EXERCISES TO COMPLETE:
(a) Rewrite the paragraph beginning "Steinmetz won the March 11" from the news excerpt below on the Steinmetz cheating scandal as a short bulleted list that keeps its main facts.
(b) Using the news excerpt below about the Steinmetz cheating scandal, decide whether each statement agrees with it. Answer yes or no for each, and quote the words from the excerpt that settle it.
(i) The student handed his "Confession" essay to his English teacher two days after the competition.
(ii) Steinmetz scored fewer points in the championship round than in the regionals.
(iii) Principal Kiamos accepted the essay as a true account.
(c) Continue the news excerpt below about the Steinmetz cheating scandal, starting right after its final paragraph.
---------- SOURCE EXCERPT
Authorities say a student stole the test a week before the competition, and confessions from several students leave no doubt that cheating by the Steinmetz team was widespread. They say one student even posed as a judge and gave top marks to a schoolmate.
The scandal has riveted Chicago for a month. In a radio interview Wednesday, Cardinal Joseph Bernardin called it "a sign that integrity is not given all that high a priority today, personal and collective integrity."
Steinmetz won the March 11 Illinois Academic Decathlon, a daylong series of oral and written exams that tests students' knowledge in 10 areas, from math and science to the fine arts. About 5,000 students competed in similar competitions nationwide.
The trouble began two days after the competition, when a Steinmetz student gave his English teacher an essay titled "Confession."
It said: "The following story is true. The names have been somewhat changed to protect the inno - heck, the names have been changed to protect me."
The essay told of cheating during the March 11 competition, encouraged by a teacher whose name resembled that of Steinmetz coach Gerard Plecki. The next day, after meeting with Steinmetz principal Constantine Kiamos, the student said his essay was fiction. Kiamos called it "a tall tale."
On March 16, Decathlon officials told the team it would have to take a "validation test." Steinmetz scored 49,500 of a possible 60,000 points in the championship round - 9,400 points more than it had scored in the regionals. Officials also said that of the 12 students nationwide who scored more than 900 on the math test, six were from Steinmetz - and four of those were B or C students.
--------------------
---------- COLLECTED MATERIAL
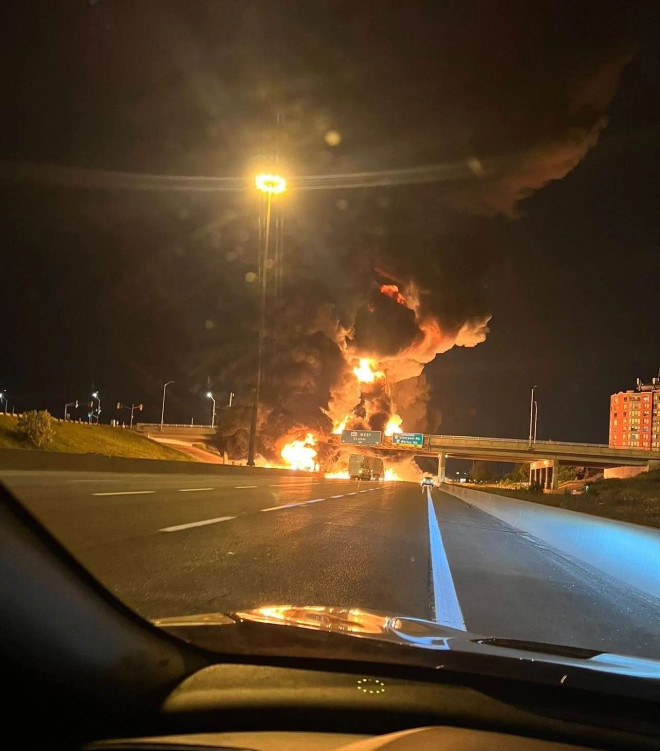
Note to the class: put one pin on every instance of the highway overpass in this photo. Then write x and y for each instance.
(543, 456)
--------------------
ANSWERS PER TASK:
(a)
- Steinmetz won the Illinois Academic Decathlon on March 11.
- The decathlon is a daylong series of oral and written exams.
- It tests students' knowledge in 10 areas, from math and science to the fine arts.
- About 5,000 students took part in similar competitions nationwide.

(b)
(i) Yes: "The trouble began two days after the competition, when a Steinmetz student gave his English teacher an essay titled "Confession.""
(ii) No: "9,400 points more than it had scored in the regionals"
(iii) No: "Kiamos called it "a tall tale.""

(c)
On March 22, the team refused to take the second test and was stripped of its title. The same day, Steinmetz graduate Angela Lam said the team cheated in 1994. Two days later, Plecki admitted giving test answers to students in 1994 but denied cheating in 1995.
The Chicago school board opened an investigation, and Plecki resigned March 29 after board attorney Jerome Marconi warned him that he would be fired.
Last Friday, the Chicago Tribune published portions of the essay "Confession," which said that a student had posed as a judge.
Decathlon attorney Patricia Refo says a Steinmetz teacher who was a judge saw a Steinmetz student posing as a judge but didn't report it. She quoted him as saying the student wore the name tag of another Steinmetz teacher who was supposed to be a judge but was absent.
Several students, with their parents present, tearfully gave details of the cheating Tuesday, said Marconi, the school board attorney.
Marconi said a student apparently stole the test from a copying room at the DeVry Institute, which provides scholarships to Decathlon-winning schools. He said the test found its way to Plecki, who gave it to team members.
Marconi is preparing a report to Cook County State's Attorney Jack O'Malley, who will determine if criminal charges are warranted.
The school board plans no punishment for the team members, Marconi said, because they already have suffered from the widespread publicity.